* **Passage provided**
# # #
Same here in Napa. Yesterday, too. Back to normal gloomy summer mornings.

Say, have you heard of Weather West? It’s a California oriented weather blog. You can sign up for his email letters. Very science forward. He was calling the heat wave and thunderstorms a couple days ahead of time.

I think you meant Big Basin(?). The news is reporting loss of many structures in the park, but the trees seems to be OK…

Some Good News: Many of Big Basin’s Ancient Redwoods Appear to Have Survived

The historic park headquarters has been completely destroyed, as have many small buildings and elements of campground infrastructure that went up in flames as the fire swept through the park.

“But the forest is not gone,” McLendon said. “It will regrow. Every old growth redwood I’ve ever seen, in Big Basin and other parks, has fire scars on them. They’ve been through multiple fires, possibly worse than this.”

Here in San Francisco we have it better than most in the area. If the winds are coming in from the ocean we get nice clean breathable air. When it shifts there can be a lot of smoke and ash. This morning the smell is particularly strong.

But we aren’t on fire. I really hate this for all the people whose lives are being disrupted in the middle of a stupid pandemic.

And the coronavirus pandemic, too!

Getting bad again. The Creek Fire is exploding in Fresno/Madera county. This one has a high potential to get very, very ugly. As if we didn’t need another of those this season. This morning it was just a few hundred acres.

The air quality is terrible here. It’s also 105 with a projected high of 112. May I say that firefighters are amazing? I can’t even imagine being out there right now.

I had plans to drive through Yosemite on Tuesday on the first day of a road trip. Looks like that plan is has gone up in smoke.

The Joshua Tree forest around Cima Dome in the Mojave burned in a big fire in August. It was a magical place, now over 40,000 acres are ash and blackened ruin. :frowning:

It’s hot in some places in California:

" Los Angeles County recorded its highest-ever temperature Sunday as the weekend heat fanned wildfires across California and put additional strain on the state’s power network.

The record temperature was at Woodland Hills, according to Dave Bruno, senior meteorologist for the National Weather Service.

“We reached 121 degrees (F) in Woodland Hills, California. That is the highest-ever temperature at a station, beating 119 degrees on July 22, 2006,” Bruno told CNN Sunday."

In other news, that air purifier I mentioned ordering like 2 weeks ago finally arrived yesterday, almost a week after Amazon said it would arrive. That said, I put most of the blame for the delay on the post office. Amazon’s tracking says they handed it off the the post office last weekend; the PO’s tracking site said they were waiting for Amazon to give it to them, until it magically showed up in their tracking system yesterday and showed up at my door the same day,

Where I am in Nor Cal the air quality isn’t that bad – it’s “only” in the “unhealthy for sensitive groups” range. Still, I’m putting the new air purifier to use.
# # #
* **Entries supplied**
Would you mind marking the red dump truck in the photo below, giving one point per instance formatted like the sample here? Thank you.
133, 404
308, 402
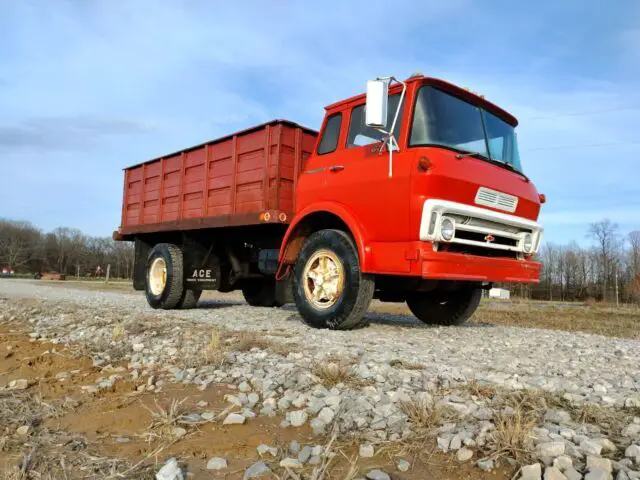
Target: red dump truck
413, 192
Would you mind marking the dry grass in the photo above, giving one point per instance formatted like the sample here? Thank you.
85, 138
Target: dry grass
406, 365
424, 415
600, 319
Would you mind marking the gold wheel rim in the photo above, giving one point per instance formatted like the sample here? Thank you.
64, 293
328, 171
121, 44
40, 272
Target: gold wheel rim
158, 276
323, 278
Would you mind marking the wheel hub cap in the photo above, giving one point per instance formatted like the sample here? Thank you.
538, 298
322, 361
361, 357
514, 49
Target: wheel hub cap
158, 276
323, 279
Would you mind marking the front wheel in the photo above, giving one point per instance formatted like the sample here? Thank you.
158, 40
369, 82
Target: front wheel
329, 289
445, 308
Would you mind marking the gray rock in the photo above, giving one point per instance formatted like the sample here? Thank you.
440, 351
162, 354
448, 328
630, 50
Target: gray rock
257, 470
217, 463
208, 416
631, 430
632, 451
598, 463
572, 474
234, 419
590, 447
607, 445
464, 454
486, 465
378, 475
298, 418
326, 415
170, 471
305, 454
557, 416
531, 472
366, 450
294, 447
553, 473
190, 419
550, 449
403, 465
443, 443
318, 426
563, 462
622, 475
20, 384
598, 475
263, 449
456, 442
292, 463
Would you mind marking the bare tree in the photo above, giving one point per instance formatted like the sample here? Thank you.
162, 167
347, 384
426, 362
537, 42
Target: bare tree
605, 234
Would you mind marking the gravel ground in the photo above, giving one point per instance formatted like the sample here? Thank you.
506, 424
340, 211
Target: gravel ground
586, 367
380, 383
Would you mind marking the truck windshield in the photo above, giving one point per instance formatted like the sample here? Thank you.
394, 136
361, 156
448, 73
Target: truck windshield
442, 119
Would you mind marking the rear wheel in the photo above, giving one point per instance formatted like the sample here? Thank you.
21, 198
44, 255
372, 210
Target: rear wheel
189, 299
445, 308
329, 289
164, 281
260, 292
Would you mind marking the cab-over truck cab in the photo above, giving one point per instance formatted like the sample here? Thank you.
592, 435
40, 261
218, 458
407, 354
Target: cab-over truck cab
414, 192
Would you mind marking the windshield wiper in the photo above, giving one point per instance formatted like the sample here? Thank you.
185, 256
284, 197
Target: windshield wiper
468, 153
508, 166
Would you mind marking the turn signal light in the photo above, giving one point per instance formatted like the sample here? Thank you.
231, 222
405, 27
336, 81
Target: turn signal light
424, 164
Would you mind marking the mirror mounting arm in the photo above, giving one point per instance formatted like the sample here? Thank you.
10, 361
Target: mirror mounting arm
389, 140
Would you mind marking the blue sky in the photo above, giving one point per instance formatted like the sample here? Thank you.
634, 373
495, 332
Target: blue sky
89, 87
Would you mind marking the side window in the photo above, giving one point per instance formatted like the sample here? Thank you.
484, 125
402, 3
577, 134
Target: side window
329, 140
360, 134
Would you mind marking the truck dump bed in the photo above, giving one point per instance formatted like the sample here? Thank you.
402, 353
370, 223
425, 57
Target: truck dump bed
230, 181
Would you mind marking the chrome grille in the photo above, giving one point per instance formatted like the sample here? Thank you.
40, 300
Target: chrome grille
495, 199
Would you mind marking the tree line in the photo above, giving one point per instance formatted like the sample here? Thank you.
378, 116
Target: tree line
29, 250
607, 270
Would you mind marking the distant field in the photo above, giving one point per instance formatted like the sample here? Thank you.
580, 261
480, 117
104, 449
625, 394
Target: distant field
602, 319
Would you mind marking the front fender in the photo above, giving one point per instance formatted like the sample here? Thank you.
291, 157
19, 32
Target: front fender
289, 249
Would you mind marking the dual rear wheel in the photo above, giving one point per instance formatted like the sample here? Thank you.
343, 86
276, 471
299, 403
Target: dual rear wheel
164, 286
329, 288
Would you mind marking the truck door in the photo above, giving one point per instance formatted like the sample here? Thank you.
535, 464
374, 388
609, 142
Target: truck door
358, 178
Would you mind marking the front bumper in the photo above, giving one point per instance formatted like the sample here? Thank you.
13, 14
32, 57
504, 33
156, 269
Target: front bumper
457, 266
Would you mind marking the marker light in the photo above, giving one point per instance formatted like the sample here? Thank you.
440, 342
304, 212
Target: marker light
447, 229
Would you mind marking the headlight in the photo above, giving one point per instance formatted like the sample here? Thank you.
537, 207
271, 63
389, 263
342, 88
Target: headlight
527, 244
447, 229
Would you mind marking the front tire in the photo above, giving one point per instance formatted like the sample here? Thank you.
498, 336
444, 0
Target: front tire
445, 308
329, 289
164, 279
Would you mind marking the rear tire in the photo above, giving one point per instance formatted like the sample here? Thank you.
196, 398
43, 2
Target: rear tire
189, 299
445, 308
260, 292
164, 279
329, 289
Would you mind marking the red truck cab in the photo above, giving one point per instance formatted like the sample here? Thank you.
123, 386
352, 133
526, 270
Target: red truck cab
449, 213
411, 193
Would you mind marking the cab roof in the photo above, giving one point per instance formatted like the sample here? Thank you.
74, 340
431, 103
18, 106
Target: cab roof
463, 93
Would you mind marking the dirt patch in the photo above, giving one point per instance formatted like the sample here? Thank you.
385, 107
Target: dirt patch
116, 433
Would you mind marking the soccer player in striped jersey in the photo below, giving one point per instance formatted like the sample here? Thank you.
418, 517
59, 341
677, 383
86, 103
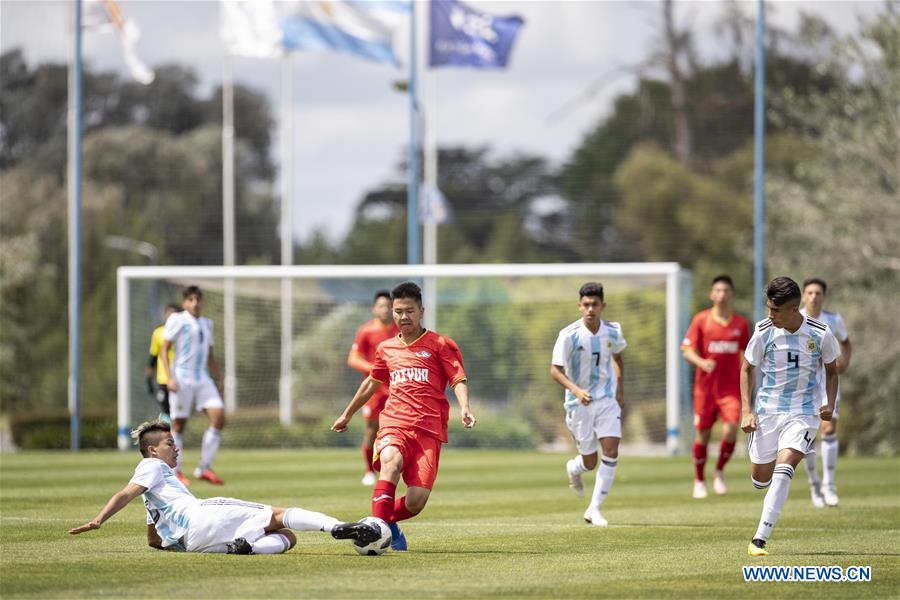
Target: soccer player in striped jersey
177, 520
190, 383
587, 363
825, 492
420, 365
791, 350
713, 343
361, 356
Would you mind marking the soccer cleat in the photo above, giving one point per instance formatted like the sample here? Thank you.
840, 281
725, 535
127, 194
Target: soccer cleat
757, 548
700, 489
398, 540
208, 475
719, 484
239, 546
575, 482
815, 493
363, 533
592, 515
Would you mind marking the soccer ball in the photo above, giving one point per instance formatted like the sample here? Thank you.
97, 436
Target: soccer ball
379, 546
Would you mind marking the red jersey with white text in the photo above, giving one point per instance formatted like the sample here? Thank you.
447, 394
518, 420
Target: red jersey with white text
368, 336
418, 374
724, 343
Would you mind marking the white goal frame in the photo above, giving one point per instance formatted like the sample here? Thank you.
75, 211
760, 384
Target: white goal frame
675, 278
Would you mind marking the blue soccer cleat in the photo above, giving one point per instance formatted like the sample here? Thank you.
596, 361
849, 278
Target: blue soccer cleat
398, 540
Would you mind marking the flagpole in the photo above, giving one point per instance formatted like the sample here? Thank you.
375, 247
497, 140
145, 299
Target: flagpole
74, 134
412, 195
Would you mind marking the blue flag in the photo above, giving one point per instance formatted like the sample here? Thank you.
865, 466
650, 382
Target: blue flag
465, 37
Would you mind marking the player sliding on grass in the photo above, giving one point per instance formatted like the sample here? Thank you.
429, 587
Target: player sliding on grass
791, 350
177, 520
419, 364
587, 362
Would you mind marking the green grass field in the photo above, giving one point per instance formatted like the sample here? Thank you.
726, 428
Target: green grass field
500, 524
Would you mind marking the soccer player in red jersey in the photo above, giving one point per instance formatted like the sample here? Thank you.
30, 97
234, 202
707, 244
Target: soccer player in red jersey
419, 365
361, 356
714, 343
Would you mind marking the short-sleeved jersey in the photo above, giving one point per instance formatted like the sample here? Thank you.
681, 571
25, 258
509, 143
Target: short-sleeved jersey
587, 358
791, 365
724, 343
418, 374
169, 504
368, 336
193, 337
156, 343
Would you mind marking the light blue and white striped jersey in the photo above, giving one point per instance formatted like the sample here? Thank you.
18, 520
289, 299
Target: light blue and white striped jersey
587, 358
835, 322
193, 337
791, 364
169, 504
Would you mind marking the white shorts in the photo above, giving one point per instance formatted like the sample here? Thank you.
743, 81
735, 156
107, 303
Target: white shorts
218, 521
777, 432
599, 419
203, 394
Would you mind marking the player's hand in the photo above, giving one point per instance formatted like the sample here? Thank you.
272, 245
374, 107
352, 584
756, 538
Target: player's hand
583, 396
340, 424
86, 527
748, 423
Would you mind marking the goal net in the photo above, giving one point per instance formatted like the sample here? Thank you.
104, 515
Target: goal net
282, 336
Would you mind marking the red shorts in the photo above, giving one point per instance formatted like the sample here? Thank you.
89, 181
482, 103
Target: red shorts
728, 409
371, 410
421, 454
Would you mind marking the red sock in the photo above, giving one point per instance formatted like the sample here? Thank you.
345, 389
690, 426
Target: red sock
699, 460
725, 451
401, 513
383, 500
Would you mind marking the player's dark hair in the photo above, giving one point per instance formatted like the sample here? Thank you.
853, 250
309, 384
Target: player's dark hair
148, 434
781, 290
723, 278
591, 289
191, 290
816, 281
407, 289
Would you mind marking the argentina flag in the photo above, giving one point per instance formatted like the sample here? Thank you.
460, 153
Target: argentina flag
364, 28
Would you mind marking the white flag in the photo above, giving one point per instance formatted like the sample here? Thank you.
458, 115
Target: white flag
251, 28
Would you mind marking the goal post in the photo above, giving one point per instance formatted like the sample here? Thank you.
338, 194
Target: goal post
505, 317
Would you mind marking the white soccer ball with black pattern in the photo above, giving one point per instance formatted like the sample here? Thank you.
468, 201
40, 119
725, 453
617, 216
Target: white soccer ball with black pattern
379, 546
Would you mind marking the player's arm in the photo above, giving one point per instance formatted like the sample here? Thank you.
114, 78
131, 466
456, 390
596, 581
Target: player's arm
619, 368
558, 374
461, 391
118, 501
164, 357
831, 385
363, 393
748, 377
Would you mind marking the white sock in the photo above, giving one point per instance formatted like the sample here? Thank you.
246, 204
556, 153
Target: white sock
179, 443
774, 501
273, 543
605, 474
812, 470
209, 448
829, 459
576, 466
301, 519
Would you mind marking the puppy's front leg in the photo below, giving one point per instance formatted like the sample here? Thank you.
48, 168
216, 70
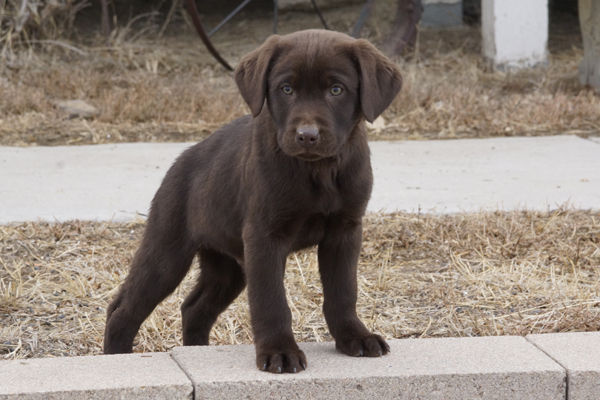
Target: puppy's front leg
264, 262
338, 258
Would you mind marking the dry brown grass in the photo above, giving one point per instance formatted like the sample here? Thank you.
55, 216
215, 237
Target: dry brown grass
502, 273
172, 90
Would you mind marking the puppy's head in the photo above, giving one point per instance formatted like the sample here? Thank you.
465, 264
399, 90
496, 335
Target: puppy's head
318, 86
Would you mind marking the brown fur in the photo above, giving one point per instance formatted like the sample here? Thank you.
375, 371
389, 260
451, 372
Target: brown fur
297, 174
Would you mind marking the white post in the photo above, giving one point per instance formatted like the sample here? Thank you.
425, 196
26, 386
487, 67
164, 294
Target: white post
515, 32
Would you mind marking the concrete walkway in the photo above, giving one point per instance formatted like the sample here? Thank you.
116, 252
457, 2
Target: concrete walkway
107, 182
116, 181
544, 367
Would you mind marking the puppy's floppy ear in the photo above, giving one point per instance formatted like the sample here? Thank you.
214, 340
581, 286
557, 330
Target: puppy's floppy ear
380, 79
251, 74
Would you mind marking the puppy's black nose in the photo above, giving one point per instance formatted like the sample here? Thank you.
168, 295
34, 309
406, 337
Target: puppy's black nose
307, 136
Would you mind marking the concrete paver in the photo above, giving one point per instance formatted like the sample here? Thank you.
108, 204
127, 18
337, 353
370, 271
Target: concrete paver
502, 173
579, 354
450, 368
128, 376
105, 182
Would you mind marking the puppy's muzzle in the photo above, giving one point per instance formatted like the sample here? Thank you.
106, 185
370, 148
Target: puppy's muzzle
307, 136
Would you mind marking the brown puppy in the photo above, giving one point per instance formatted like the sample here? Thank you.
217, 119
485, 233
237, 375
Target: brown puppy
298, 174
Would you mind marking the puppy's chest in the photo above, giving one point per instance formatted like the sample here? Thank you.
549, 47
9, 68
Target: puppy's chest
324, 193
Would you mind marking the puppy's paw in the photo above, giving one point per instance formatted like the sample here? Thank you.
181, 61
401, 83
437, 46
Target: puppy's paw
366, 346
278, 361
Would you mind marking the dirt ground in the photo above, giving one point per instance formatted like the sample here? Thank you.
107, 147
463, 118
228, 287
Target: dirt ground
170, 89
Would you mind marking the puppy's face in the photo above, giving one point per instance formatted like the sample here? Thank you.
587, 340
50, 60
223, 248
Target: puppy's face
313, 99
318, 86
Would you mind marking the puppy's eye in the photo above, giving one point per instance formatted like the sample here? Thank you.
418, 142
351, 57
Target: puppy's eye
336, 90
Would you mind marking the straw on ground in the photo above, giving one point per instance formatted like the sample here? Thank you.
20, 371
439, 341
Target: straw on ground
489, 273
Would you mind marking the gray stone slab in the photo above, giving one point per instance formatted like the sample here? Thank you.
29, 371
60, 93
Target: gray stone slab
470, 368
129, 376
105, 182
579, 354
101, 182
442, 14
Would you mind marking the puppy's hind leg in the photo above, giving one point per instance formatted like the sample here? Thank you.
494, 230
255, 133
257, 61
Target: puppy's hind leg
221, 281
158, 267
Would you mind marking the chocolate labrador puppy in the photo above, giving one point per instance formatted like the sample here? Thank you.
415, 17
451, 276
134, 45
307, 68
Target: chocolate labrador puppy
295, 174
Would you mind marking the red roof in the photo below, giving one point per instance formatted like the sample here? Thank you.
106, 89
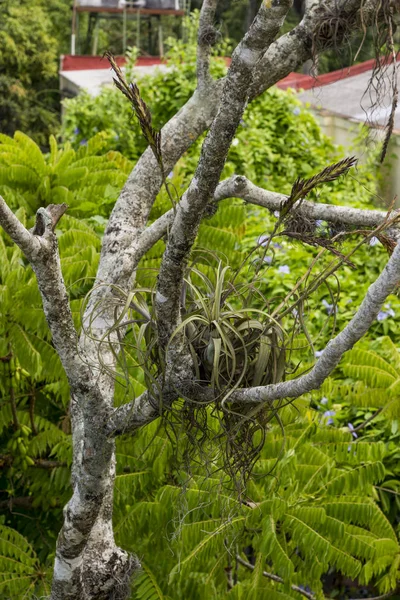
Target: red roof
83, 63
293, 80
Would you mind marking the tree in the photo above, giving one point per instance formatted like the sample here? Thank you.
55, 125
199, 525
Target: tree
88, 563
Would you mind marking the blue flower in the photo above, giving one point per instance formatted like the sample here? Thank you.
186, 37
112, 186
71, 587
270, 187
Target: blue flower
384, 314
263, 240
284, 269
330, 308
328, 415
351, 428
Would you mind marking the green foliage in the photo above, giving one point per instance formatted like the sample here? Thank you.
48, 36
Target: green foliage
87, 179
309, 507
311, 504
21, 573
29, 52
368, 400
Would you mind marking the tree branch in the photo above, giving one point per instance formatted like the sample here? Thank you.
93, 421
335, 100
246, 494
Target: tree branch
206, 38
213, 155
29, 245
240, 187
276, 578
385, 284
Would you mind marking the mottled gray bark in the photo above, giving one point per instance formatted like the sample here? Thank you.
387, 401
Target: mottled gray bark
88, 563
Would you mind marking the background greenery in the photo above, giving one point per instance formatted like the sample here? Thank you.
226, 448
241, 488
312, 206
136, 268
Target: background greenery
321, 509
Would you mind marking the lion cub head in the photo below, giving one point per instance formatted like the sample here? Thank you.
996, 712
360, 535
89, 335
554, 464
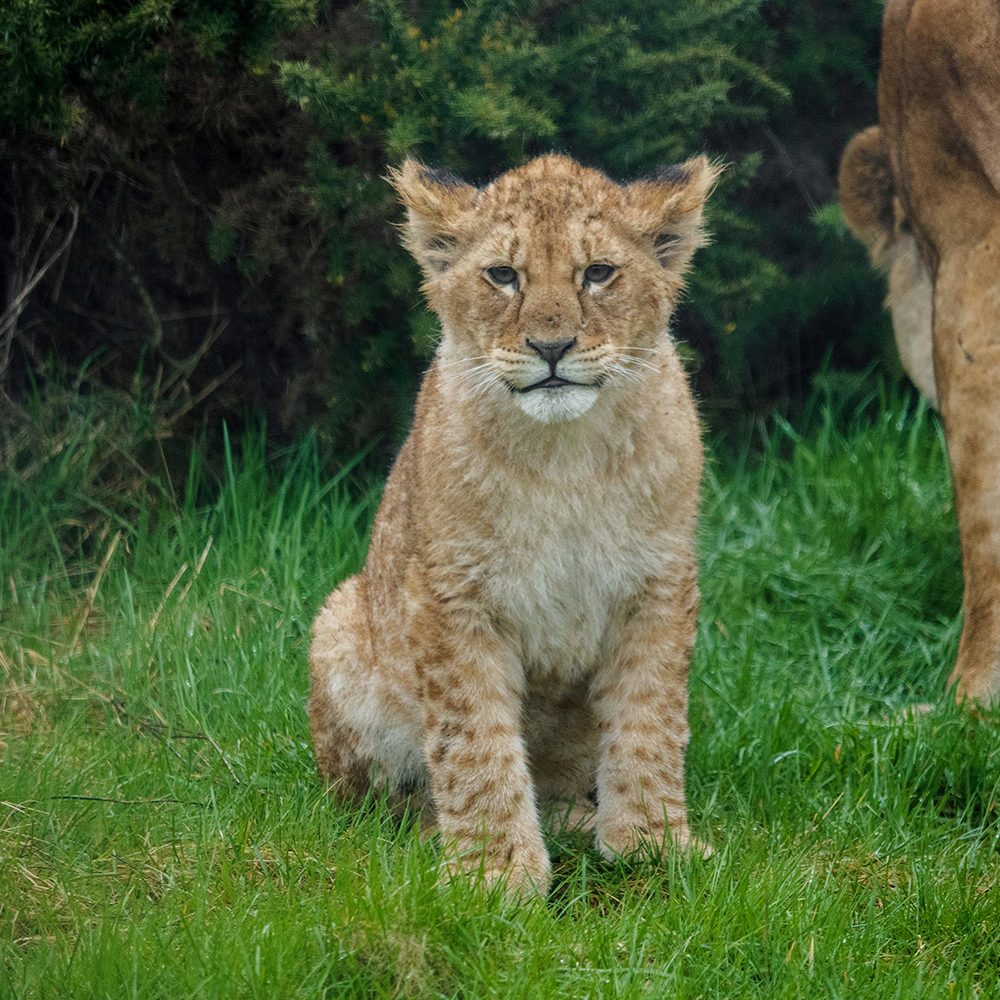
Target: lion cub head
553, 283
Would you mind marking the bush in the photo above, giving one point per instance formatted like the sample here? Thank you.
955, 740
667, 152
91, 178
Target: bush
195, 191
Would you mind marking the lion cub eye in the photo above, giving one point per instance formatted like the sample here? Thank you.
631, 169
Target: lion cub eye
502, 275
597, 274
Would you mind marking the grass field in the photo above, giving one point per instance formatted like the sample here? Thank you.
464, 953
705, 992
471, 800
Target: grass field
163, 833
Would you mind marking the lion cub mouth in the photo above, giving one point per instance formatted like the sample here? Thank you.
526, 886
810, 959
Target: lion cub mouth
550, 382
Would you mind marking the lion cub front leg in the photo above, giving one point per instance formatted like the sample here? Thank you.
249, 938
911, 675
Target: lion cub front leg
471, 689
640, 701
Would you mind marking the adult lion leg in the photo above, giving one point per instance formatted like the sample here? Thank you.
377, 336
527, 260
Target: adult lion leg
967, 364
# # #
* **Parts of the exercise**
1. Answer these from the California wildfire thread:
(a) What temperature did Woodland Hills reach?
(b) Which building at Big Basin was completely destroyed?
(c) How many acres around Cima Dome are now ash and blackened ruin?
2. In the California wildfire thread, how would the part that opens with the words "I think you" and closes with "is particularly strong." read if you swapped "fire scars" for "burn marks"?

* **Problem solutions**
1.
(a) 121 degrees (F)
(b) The historic park headquarters
(c) Over 40,000 acres

2.
I think you meant Big Basin(?). The news is reporting loss of many structures in the park, but the trees seems to be OK…

Some Good News: Many of Big Basin’s Ancient Redwoods Appear to Have Survived

The historic park headquarters has been completely destroyed, as have many small buildings and elements of campground infrastructure that went up in flames as the fire swept through the park.

“But the forest is not gone,” McLendon said. “It will regrow. Every old growth redwood I’ve ever seen, in Big Basin and other parks, has burn marks on them. They’ve been through multiple fires, possibly worse than this.”

Here in San Francisco we have it better than most in the area. If the winds are coming in from the ocean we get nice clean breathable air. When it shifts there can be a lot of smoke and ash. This morning the smell is particularly strong.